Text extract

########################################

Performative signal: Competitors are tracked "as needed." Signals come into Slack unfiltered. The PMM spends time scanning but can't name three decisions the monitoring produced this quarter.

Capability 4 · Win/loss analysis in depth

Mature signal: Structured interview methodology, segmented by sales motion (PLG, hybrid, sales-led). Monthly or quarterly synthesis. Findings route to product, marketing, sales with named owners and follow-up tracking. Different methods applied to churn vs. lost deals.

Performative signal: Reps tag deals in CRM at close; a report summarizes the tags quarterly; nobody interviews buyers systematically. Most "findings" are rep theories, not verified buyer signals.

Capability 5 · Battle-card operation

Mature signal: 4-box cards for the top 10–15 competitors. Cards are distributed in the sales-enablement tool with usage tracking. Quarterly refresh; cards not used in two quarters get archived. Specific cards have documented win-rate impact.

Performative signal: 40 cards exist in a shared drive. Most haven't been updated in 18 months. Sales team knows about 5 of them; uses 2.

Capability 6 · Launch playbook execution

Mature signal: Standard launch process documented and followed. Pre-mortem happens T-3 weeks. Launch brief is one page. Retrospective happens at T+30 with tracked follow-ups. Different playbook shapes for enterprise-tier launches, self-serve launches, deprecations, betas.

Performative signal: Every launch feels like the first launch. Checklists get assembled ad-hoc. Retrospectives happen when someone remembers to schedule them. The company's execution quality varies wildly by which PMM is running which launch.

Capability 7 · Strategic-context memory

Mature signal: A decision log exists and is current. New hires are onboarded against the log; they can answer "why do we do X" questions in their first week without having to ask a human. The CEO or chief of staff writes a quarterly strategic-context memo. Board materials include the decision log as a standard section.

Performative signal: The context lives in the founder's head. New hires spend months "coming up to speed" through 1:1 conversations. When someone senior leaves, the company loses a material part of its strategic memory.

Capability 8 · Positioning-to-product alignment

Mature signal: Every major feature has a positioning-fit memo. Roadmap reviews include positioning-layer tagging. PMM and product leadership meet weekly for 30 minutes. The product team can explain which positioning claim each new feature supports.

Performative signal: Product ships features; marketing writes copy about them afterward. Quarterly "alignment meetings" happen but produce no structural changes. Features get shipped that don't obviously fit the positioning, and marketing has to back-fit the story.

Capability 9 · Executive communication flow

Mature signal: Board materials include a strategic-context section separate from metrics. Investor updates have a decisions log and open-questions memo. Strategic narrative shifts are named explicitly and explained. Executives across functions can articulate the company's current positioning without coaching.

########################################

Supplied data
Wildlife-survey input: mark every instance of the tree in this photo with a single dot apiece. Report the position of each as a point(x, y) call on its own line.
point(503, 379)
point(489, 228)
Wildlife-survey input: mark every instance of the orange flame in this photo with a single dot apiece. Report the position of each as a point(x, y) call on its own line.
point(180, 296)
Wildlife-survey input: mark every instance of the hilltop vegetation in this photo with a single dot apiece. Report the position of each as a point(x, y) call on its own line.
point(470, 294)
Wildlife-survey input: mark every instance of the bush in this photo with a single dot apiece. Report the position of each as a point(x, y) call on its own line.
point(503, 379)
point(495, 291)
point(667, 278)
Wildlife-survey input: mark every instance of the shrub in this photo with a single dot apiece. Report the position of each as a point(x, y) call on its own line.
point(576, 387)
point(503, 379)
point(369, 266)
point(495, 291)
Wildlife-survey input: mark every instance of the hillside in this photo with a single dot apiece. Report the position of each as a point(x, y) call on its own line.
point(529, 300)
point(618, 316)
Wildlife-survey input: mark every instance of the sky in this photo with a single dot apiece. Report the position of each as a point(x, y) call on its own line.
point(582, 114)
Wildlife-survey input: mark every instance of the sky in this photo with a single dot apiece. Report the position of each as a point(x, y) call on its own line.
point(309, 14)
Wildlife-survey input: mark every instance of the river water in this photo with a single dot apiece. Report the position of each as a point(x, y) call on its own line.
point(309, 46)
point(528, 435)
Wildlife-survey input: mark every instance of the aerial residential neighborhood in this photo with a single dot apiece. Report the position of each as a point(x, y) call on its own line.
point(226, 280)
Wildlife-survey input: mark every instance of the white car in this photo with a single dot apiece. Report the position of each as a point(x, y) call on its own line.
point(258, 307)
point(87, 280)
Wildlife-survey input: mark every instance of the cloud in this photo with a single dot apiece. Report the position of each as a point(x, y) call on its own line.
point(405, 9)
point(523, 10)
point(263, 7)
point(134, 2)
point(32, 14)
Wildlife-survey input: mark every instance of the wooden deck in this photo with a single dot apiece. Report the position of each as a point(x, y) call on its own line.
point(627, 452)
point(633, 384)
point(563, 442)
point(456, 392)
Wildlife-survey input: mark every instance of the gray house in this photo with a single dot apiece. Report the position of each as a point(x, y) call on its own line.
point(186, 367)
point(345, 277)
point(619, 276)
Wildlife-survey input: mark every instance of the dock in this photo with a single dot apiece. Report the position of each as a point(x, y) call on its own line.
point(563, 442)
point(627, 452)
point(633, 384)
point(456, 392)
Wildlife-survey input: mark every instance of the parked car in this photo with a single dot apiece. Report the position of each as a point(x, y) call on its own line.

########################################

Work to complete
[1] Starting at the first row and ending with the line containing "point(87, 280)", both included, rewrite every row with each answer coordinate shifted up by 71.
[2] Extend the text on product-marketing capabilities onward from its final sentence.

Exercise responses
[1]
Wildlife-survey input: mark every instance of the tree in this photo with a single dot apiece. Report the position of each as a point(x, y) call on its own line.
point(574, 450)
point(560, 299)
Wildlife-survey input: mark every instance of the orange flame in this photo with a single dot apiece. Report the position of each as a point(x, y) call on its own line.
point(251, 367)
Wildlife-survey input: mark every instance of the hilltop vegetation in this photo with a single dot apiece. Report the position of each as a point(x, y) call on its own line.
point(541, 365)
Wildlife-survey input: mark every instance of the bush in this photo with a single dot apiece. Report the position of each as a point(x, y) call on its own line.
point(574, 450)
point(566, 362)
point(738, 349)
Wildlife-survey input: mark every instance of the shrub in this photo with a single dot apiece. Report the position of each as a point(x, y) call on its own line.
point(647, 458)
point(574, 450)
point(440, 337)
point(566, 362)
Wildlife-survey input: mark every instance of the hillside in this photo with a single dot apiece. Report the position of each as a point(x, y) call on its own line.
point(600, 371)
point(689, 387)
Wildlife-survey input: mark every instance of the sky in this photo with a single dot apiece. Report the position of each as a point(x, y) call on its own line.
point(653, 185)
Wildlife-survey input: mark every instance of the sky in this photo with a single dot apiece. Report the position of each as a point(x, y) call on its own line.
point(380, 85)
Wildlife-survey input: mark every instance of the river water in this photo with a single dot apiece. Report the position of each as a point(x, y) call on its own line.
point(380, 117)
point(599, 506)
Wildlife-survey input: mark every instance of the aerial residential neighborhood in this photo with a single dot apiece. Report the position of each as a point(x, y) call on its own line.
point(297, 351)
Wildlife-survey input: mark every instance of the white car in this photo with a single dot apiece. Report the position of each as a point(x, y) call on its own line.
point(329, 378)
point(158, 351)

[2]
Performative signal: Board materials are metrics decks. Investor updates are metrics emails. Strategic shifts are discovered by the board mid-meeting rather than previewed. Different executives describe the company's positioning differently to external audiences.

The capability-maturity audit

A 90-minute audit against the nine capabilities produces a clear picture. The structure:

    The audit's value is not the scoring itself. It's the forced conversation about which capabilities the team has been performing vs. operating. The scoring makes the distinction legible; the operational work that follows is where the maturation happens.

    The sequence: which capabilities to build first

    Not every company should build the same capabilities in the same order. The right sequence depends on company stage and current gaps. Three typical sequences:

    Sequence A · Pre-Series B (5–30 customers)

    Priority at this stage: build capabilities 1, 4, and 7. The positioning brief, win/loss analysis, and strategic-context memory. Everything else can wait. The reason: at this stage, the company is still learning what it is. The three priority capabilities produce the learning that later capabilities operationalize.

    Sequence B · Series B through early Series C ($30–80M ARR)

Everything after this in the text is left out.